::: Dataset rows :::

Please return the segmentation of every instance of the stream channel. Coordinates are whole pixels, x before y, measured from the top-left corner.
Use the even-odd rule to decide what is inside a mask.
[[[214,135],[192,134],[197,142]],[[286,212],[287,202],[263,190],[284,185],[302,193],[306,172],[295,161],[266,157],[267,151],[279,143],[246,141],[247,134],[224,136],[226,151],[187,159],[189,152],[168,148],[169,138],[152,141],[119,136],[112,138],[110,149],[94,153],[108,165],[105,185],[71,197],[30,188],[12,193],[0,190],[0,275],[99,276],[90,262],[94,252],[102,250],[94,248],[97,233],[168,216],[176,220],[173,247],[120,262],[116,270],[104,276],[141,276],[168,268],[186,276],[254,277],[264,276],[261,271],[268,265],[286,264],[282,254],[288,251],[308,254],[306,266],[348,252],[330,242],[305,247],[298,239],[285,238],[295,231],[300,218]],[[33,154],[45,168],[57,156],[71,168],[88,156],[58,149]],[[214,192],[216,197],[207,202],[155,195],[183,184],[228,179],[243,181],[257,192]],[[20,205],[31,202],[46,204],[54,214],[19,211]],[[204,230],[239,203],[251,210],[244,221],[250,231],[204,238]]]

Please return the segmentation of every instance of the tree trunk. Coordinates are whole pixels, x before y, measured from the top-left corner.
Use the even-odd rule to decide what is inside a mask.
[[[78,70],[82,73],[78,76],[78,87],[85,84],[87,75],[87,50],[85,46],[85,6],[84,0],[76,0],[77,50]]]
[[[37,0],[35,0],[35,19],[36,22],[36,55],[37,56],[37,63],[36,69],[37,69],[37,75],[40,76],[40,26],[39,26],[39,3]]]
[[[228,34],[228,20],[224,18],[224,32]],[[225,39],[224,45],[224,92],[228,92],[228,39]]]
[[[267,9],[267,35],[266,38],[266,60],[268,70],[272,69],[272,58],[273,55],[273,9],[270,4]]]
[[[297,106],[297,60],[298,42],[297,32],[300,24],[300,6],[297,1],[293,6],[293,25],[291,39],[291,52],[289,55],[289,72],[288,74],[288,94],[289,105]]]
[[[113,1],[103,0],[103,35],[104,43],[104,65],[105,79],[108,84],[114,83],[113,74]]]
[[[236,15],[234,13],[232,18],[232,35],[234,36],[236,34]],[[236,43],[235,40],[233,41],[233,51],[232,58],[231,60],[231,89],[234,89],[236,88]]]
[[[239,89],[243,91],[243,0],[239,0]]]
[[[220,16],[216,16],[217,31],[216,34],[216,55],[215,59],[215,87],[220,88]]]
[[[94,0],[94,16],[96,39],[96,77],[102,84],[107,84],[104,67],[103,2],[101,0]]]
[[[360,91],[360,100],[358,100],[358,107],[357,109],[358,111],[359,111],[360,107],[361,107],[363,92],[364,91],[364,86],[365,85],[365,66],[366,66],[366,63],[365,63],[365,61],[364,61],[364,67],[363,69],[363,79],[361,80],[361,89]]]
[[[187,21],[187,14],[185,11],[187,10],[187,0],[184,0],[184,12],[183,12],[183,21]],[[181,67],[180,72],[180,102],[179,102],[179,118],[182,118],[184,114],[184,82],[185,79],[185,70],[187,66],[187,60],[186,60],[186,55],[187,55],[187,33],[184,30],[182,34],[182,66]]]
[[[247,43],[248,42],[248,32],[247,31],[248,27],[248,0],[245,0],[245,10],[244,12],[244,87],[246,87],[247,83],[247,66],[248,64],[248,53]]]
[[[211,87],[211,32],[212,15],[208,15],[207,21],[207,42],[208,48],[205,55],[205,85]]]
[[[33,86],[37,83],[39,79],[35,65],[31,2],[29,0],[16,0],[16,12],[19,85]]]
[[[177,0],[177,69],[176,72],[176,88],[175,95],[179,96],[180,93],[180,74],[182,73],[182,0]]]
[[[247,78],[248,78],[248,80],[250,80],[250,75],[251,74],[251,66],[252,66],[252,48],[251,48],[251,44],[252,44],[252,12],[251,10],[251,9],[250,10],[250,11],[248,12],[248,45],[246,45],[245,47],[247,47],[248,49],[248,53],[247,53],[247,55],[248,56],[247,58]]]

:::

#### [Goal]
Locate each row above that contains the string "Coordinates", and copy every such line in full.

#### [Solution to this problem]
Please return the segmentation of every instance of the stream channel. Coordinates are whole pixels, x before y, measured from the top-left corner.
Please return the segmentation of every instance of the tree trunk. Coordinates are whole pixels, x before y, measured from the top-left corner.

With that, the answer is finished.